Problem details
Wherever the string "polygon" appears in a line of the listing below, report that line.
::::::
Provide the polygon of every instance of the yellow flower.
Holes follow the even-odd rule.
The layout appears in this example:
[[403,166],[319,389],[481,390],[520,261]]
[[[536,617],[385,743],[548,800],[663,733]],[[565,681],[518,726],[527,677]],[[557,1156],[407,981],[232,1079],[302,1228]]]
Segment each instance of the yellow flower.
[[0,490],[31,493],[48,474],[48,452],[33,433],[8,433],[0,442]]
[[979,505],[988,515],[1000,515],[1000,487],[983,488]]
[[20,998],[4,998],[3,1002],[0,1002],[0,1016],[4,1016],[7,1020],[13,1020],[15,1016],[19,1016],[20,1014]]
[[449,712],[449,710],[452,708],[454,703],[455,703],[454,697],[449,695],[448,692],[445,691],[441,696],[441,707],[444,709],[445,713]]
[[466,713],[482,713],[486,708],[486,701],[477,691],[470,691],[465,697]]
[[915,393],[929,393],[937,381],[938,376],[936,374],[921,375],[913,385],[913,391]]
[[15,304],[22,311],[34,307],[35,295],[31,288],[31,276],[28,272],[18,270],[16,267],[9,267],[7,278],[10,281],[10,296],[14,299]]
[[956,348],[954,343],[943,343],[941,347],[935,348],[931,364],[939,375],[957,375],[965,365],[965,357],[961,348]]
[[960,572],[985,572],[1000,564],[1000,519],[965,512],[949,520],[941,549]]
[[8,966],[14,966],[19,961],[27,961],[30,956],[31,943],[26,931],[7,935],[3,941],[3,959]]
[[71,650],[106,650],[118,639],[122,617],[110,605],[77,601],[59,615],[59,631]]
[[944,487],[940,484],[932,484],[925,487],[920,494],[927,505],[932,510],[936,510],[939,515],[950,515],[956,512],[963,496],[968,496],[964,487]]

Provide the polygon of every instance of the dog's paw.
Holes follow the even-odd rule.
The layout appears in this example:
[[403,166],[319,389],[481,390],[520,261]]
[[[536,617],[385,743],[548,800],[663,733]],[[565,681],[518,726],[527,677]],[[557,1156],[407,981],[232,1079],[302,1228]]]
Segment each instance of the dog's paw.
::::::
Solution below
Provide the polygon of every instance of the yellow flower.
Provide the polygon of every instance of the dog's paw.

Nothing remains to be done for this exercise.